# Exercise goal:
Name each distinct user who posted in the forum thread below about the broken Serpent Mini glass, listing each name only once.

# Passage given:
---*---
# So i BROKE my Serpent Mini glass , where to from here ?



## Jones (2/5/17)

hi all

so i broke my last glass last night ,  , have been happy with my serpent for a looong time now,
and am thinking do i want to try something new or just buy a glass.

looking for suggestions for alternative tanks please.
i prefer single coils, none of the fancy stuff i vape around 0.5-.07 ohms and 18-25 watts
i am more about the flavour than clouds

looking forward to your suggestions please


----------



## Rob Fisher (2/5/17)

Buy a new glass. Serpent Mini's are still fantastic tanks!

https://www.sirvape.co.za/products/wotofo-serpent-mini-22mm-25mm-replacement-glass

Reactions: Agree 1 | Thanks 1


----------



## Stosta (2/5/17)

I would agree with @Rob Fisher here, you're going to battle to find something that does justice to the Serpent, and for the price of a new glass versus buying a whole new tank I would easily go with a new glass!

Reactions: Thanks 1


----------



## Jones (2/5/17)

I would not have expected any answer from you Rob


----------



## Rob Fisher (2/5/17)

Jones said:


> I would not have expected any answer from you Rob



Hehehe... I could have suggested you get a Billet Box and Exocet or a Phantom Mod with Skyline on top and that is still a great option... but there are tons of tanks around but if I didn't have my high end stuff I would still be using a Serpent Mini 25. The SM25 is a CLASSIC!


----------



## Jones (2/5/17)

Rob Fisher said:


> Hehehe... I could have suggested you get a Billet Box and Exocet or a Phantom Mod with Skyline on top and that is still a great option... but there are tons of tanks around but if I didn't have my high end stuff I would still be using a Serpent Mini 25. The SM25 is a CLASSIC!



Its A 22mm , going 25mm means a new mod too thats a road i dont want to go down,


----------



## Rob Fisher (2/5/17)

Jones said:


> Its A 22mm , going 25mm means a new mod too thats a road i dont want to go down,



The 22mm is still a great option!


----------



## gdigitel (2/5/17)

You do remember that there is a spare glass in the box?


----------



## Jones (2/5/17)

gdigitel said:


> You do remember that there is a spare glass in the box?



unfortunately did'nt get one, was a used one


----------



## Cespian (2/5/17)
---*---
Region annotation entries:

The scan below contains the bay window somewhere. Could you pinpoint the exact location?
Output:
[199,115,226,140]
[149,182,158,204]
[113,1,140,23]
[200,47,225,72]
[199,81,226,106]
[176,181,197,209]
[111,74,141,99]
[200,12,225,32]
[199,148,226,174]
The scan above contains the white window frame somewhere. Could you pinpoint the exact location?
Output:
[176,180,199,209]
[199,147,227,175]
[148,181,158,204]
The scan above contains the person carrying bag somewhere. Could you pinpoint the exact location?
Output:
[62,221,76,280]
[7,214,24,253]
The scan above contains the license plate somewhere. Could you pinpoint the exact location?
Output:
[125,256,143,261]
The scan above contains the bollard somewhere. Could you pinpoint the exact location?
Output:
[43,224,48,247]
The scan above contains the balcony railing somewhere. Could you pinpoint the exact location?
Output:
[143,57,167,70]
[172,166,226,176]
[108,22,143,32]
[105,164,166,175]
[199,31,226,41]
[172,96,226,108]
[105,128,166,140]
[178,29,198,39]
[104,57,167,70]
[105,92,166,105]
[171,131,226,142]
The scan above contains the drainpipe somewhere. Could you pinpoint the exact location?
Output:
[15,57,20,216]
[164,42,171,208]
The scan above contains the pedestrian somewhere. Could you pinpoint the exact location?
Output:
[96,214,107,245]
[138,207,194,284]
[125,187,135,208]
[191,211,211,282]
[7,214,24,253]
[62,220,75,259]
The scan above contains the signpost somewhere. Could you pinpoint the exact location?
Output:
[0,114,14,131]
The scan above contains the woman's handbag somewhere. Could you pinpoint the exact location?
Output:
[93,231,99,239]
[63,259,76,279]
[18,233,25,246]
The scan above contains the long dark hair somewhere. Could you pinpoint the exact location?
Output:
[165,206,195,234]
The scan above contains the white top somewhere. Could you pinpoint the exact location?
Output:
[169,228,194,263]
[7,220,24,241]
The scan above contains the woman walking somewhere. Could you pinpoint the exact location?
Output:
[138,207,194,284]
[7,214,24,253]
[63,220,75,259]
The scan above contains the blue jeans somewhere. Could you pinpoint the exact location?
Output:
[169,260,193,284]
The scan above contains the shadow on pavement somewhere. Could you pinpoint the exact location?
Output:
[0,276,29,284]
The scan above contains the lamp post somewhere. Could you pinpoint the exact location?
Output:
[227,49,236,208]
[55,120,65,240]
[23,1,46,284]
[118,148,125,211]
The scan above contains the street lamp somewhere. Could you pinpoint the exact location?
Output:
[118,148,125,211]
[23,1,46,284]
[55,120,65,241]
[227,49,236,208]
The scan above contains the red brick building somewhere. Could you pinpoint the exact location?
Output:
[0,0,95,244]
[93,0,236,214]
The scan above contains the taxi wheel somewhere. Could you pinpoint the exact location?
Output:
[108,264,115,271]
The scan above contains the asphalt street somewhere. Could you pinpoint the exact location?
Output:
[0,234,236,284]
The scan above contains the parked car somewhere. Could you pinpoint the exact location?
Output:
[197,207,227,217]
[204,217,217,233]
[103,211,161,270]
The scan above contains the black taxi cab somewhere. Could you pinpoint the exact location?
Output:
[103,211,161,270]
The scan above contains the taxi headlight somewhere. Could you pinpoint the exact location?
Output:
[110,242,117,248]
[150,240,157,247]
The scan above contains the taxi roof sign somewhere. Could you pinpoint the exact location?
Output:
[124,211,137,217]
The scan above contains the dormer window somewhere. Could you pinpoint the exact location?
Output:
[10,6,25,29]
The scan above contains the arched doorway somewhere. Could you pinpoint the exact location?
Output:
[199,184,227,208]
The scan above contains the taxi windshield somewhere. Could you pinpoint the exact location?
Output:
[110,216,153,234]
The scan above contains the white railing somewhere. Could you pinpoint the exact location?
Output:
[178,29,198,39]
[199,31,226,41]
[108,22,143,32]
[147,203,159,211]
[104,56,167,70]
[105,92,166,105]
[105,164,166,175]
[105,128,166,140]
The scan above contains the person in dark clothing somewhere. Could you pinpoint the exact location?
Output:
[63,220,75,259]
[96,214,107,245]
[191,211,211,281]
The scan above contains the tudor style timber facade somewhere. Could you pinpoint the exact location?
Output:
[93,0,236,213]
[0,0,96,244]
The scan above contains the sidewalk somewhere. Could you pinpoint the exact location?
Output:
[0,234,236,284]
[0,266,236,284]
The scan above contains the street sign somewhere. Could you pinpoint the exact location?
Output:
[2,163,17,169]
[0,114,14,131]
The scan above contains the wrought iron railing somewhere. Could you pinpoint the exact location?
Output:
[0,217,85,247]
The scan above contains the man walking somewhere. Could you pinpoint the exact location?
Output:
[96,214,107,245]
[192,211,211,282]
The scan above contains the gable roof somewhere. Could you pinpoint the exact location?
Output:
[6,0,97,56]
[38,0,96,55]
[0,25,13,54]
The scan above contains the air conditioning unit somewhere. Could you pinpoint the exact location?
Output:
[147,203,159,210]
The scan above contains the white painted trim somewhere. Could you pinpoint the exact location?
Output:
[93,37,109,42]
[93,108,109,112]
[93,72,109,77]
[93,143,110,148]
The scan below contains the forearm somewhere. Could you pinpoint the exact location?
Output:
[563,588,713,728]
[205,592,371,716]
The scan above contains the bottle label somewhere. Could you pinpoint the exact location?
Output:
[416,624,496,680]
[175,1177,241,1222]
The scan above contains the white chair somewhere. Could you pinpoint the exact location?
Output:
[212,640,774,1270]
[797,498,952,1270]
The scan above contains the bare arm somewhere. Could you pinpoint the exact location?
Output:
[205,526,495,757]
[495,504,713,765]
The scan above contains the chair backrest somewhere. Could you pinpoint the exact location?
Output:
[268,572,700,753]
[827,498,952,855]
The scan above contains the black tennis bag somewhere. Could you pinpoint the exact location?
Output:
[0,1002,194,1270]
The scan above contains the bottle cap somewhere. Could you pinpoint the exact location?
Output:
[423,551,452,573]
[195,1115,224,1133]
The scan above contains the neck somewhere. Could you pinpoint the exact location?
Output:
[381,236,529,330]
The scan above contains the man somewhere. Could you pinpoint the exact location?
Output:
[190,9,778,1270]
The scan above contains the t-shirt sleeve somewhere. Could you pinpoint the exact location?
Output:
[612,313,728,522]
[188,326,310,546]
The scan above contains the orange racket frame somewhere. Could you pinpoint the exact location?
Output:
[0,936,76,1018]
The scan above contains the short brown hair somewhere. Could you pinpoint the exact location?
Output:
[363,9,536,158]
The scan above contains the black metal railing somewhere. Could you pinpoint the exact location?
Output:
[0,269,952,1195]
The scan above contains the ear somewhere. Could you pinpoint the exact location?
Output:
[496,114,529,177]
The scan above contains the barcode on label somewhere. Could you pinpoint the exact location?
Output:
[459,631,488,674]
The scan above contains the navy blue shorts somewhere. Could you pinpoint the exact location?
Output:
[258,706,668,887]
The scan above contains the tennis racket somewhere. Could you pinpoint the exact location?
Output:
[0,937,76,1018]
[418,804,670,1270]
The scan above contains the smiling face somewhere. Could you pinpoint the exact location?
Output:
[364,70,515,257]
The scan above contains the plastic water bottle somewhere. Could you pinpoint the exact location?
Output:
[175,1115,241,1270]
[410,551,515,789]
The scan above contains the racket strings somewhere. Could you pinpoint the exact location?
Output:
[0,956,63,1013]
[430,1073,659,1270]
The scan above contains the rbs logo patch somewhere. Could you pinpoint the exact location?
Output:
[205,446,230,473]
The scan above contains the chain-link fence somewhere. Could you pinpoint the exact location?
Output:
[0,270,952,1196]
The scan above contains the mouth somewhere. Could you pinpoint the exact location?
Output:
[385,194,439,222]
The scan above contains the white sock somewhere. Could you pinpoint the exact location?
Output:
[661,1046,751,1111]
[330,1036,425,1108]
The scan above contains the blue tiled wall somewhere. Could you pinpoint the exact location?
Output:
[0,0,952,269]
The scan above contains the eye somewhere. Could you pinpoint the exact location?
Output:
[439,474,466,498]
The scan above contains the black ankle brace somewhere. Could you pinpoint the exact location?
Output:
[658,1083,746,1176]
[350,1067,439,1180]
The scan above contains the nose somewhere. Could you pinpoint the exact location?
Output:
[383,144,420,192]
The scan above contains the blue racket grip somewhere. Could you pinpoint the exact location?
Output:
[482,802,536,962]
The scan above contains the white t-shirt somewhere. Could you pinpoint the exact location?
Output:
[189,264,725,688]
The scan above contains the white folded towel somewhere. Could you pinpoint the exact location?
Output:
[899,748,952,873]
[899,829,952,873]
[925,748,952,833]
---*---
# Output for this task:
Jones, Rob Fisher, Stosta, gdigitel, Cespian